_EXERCISE DETAILS_. From the first line of the listing, copy each line exactly until you have included the line with "TARGET = street scene"; leave out the pictures.

_DATASET RECORDS_.
============
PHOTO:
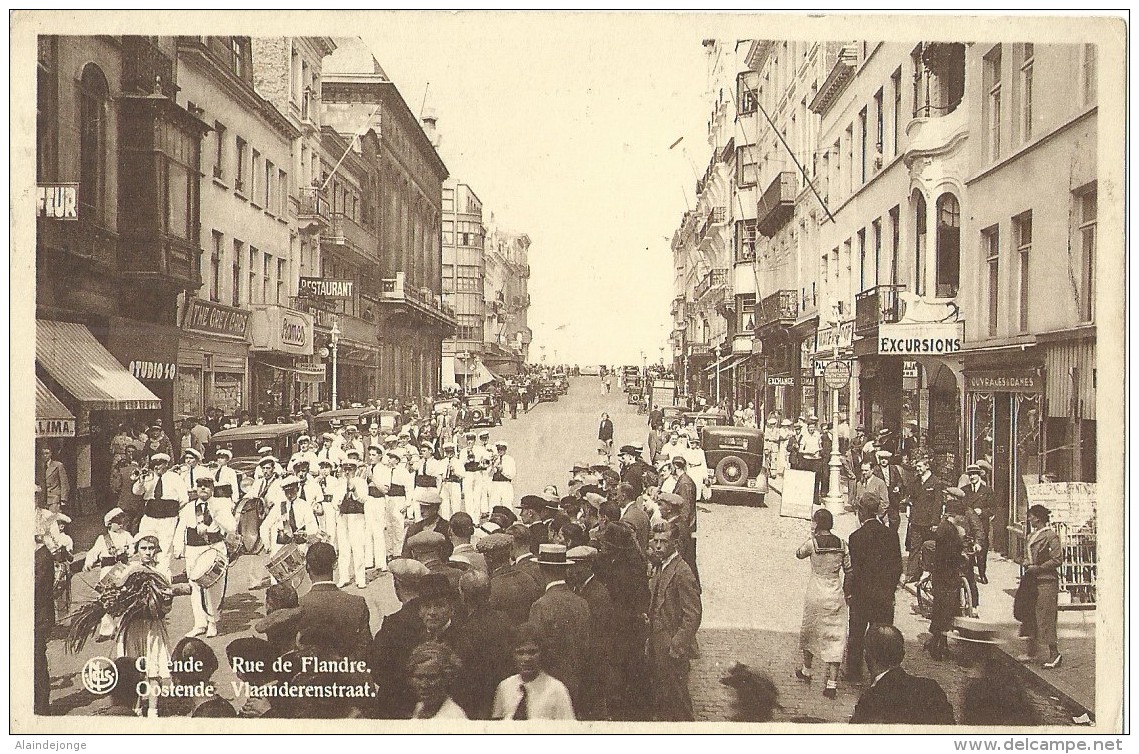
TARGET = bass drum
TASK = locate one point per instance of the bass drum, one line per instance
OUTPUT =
(731, 472)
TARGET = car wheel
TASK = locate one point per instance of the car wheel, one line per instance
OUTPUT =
(731, 472)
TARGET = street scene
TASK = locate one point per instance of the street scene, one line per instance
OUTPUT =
(759, 390)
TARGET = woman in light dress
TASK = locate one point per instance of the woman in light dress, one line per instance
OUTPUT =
(824, 630)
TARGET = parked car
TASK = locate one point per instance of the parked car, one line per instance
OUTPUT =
(244, 442)
(483, 409)
(735, 458)
(360, 416)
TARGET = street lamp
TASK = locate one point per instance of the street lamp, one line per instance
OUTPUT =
(335, 342)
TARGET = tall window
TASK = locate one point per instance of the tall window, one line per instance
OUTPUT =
(894, 243)
(239, 169)
(992, 101)
(991, 244)
(895, 82)
(1026, 92)
(92, 146)
(238, 254)
(1088, 74)
(919, 243)
(1022, 230)
(862, 139)
(949, 245)
(1088, 210)
(215, 268)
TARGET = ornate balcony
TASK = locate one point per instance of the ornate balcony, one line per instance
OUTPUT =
(878, 305)
(777, 204)
(780, 309)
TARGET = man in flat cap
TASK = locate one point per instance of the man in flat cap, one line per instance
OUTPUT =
(603, 682)
(518, 583)
(980, 499)
(563, 622)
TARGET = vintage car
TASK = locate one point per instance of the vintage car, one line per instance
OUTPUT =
(735, 459)
(483, 410)
(360, 416)
(245, 441)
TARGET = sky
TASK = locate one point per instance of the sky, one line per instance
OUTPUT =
(563, 126)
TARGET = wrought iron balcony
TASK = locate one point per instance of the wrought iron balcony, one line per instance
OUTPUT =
(878, 305)
(779, 309)
(777, 204)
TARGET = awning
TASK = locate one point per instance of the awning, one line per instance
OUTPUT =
(74, 359)
(52, 419)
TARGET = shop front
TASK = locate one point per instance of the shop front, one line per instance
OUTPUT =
(212, 359)
(281, 345)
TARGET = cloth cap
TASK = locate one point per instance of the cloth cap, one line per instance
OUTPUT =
(551, 555)
(582, 554)
(494, 544)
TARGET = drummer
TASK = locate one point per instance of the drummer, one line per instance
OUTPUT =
(227, 483)
(113, 548)
(206, 524)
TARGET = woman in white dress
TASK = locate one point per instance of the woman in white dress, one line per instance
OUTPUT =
(824, 630)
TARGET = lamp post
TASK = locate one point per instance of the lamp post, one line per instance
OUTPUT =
(335, 342)
(834, 500)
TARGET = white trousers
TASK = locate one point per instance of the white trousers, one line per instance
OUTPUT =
(501, 494)
(164, 530)
(375, 542)
(351, 556)
(396, 526)
(205, 603)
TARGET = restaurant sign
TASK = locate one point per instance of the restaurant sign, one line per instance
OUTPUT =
(325, 288)
(214, 319)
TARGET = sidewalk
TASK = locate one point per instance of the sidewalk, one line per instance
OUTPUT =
(1074, 681)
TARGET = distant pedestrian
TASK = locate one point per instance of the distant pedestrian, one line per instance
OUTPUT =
(825, 622)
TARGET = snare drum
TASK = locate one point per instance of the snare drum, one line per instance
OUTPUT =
(207, 568)
(287, 564)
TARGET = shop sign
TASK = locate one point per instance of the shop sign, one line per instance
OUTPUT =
(153, 370)
(57, 201)
(934, 338)
(55, 427)
(828, 337)
(1002, 382)
(277, 328)
(325, 288)
(214, 319)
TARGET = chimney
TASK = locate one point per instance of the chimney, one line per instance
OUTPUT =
(428, 122)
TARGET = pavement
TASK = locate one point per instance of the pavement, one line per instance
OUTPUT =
(753, 587)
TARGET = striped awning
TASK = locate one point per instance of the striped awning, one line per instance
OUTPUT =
(52, 419)
(74, 359)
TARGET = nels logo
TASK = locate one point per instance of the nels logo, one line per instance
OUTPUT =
(99, 675)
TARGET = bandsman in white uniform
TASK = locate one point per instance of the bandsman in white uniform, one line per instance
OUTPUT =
(163, 494)
(351, 529)
(502, 472)
(206, 524)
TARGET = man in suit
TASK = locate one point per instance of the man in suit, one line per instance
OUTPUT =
(895, 696)
(633, 514)
(980, 499)
(674, 615)
(51, 477)
(563, 622)
(876, 565)
(925, 514)
(687, 490)
(895, 485)
(516, 582)
(342, 619)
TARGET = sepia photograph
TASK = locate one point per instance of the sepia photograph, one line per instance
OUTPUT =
(420, 371)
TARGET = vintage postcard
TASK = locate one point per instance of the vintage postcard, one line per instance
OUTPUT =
(480, 371)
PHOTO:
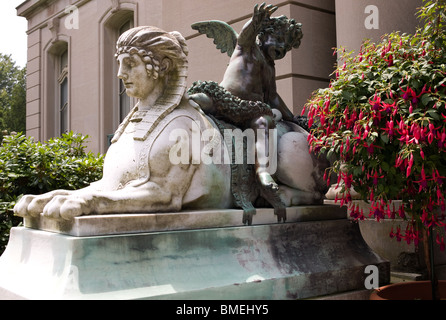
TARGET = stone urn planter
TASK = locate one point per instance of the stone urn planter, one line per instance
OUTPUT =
(412, 290)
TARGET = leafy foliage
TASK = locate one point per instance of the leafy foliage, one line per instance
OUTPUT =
(29, 167)
(383, 120)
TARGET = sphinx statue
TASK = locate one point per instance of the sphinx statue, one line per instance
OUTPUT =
(169, 155)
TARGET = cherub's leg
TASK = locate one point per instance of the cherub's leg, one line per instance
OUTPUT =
(262, 157)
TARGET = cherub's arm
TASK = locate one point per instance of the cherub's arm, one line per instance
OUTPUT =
(251, 29)
(276, 102)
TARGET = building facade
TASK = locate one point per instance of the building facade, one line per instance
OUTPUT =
(71, 69)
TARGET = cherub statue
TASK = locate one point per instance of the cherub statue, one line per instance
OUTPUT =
(250, 75)
(141, 173)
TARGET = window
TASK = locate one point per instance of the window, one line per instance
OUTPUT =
(56, 83)
(114, 102)
(63, 93)
(124, 99)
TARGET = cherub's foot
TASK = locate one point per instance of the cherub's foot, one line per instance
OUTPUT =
(267, 181)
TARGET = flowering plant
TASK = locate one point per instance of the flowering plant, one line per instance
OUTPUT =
(383, 122)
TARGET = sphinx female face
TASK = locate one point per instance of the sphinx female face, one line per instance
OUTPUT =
(132, 71)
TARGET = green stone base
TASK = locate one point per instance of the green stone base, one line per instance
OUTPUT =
(292, 260)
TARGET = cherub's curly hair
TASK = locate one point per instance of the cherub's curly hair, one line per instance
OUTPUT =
(289, 27)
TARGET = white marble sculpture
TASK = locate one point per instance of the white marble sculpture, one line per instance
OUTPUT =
(152, 166)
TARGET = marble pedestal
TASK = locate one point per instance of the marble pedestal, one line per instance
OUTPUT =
(188, 255)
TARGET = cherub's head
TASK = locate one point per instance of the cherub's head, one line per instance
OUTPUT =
(278, 36)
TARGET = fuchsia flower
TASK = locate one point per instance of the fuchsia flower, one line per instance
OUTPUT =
(393, 117)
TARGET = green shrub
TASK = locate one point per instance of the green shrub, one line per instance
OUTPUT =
(29, 167)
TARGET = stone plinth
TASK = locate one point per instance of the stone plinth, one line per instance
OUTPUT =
(298, 259)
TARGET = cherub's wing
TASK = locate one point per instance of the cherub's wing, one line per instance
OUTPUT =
(225, 37)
============
_RESULT OF THE EXERCISE_.
PHOTO:
TARGET = bass drum
TASK = locate one point per instance of the bass drum, one line per instance
OUTPUT =
(731, 472)
TARGET = car wheel
TASK = locate one point per instance of the car wheel, one line per instance
OUTPUT =
(731, 472)
TARGET = street scene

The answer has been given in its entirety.